→ **What you will do**
Which lines of the entries below include "lion"? List them all.

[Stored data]

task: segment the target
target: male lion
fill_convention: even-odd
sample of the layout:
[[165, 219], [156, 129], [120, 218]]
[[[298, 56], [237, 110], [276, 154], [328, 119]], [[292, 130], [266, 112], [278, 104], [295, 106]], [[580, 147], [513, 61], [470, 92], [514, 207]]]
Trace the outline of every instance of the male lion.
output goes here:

→ **Reply to the task**
target: male lion
Trace the outline of every instance of the male lion.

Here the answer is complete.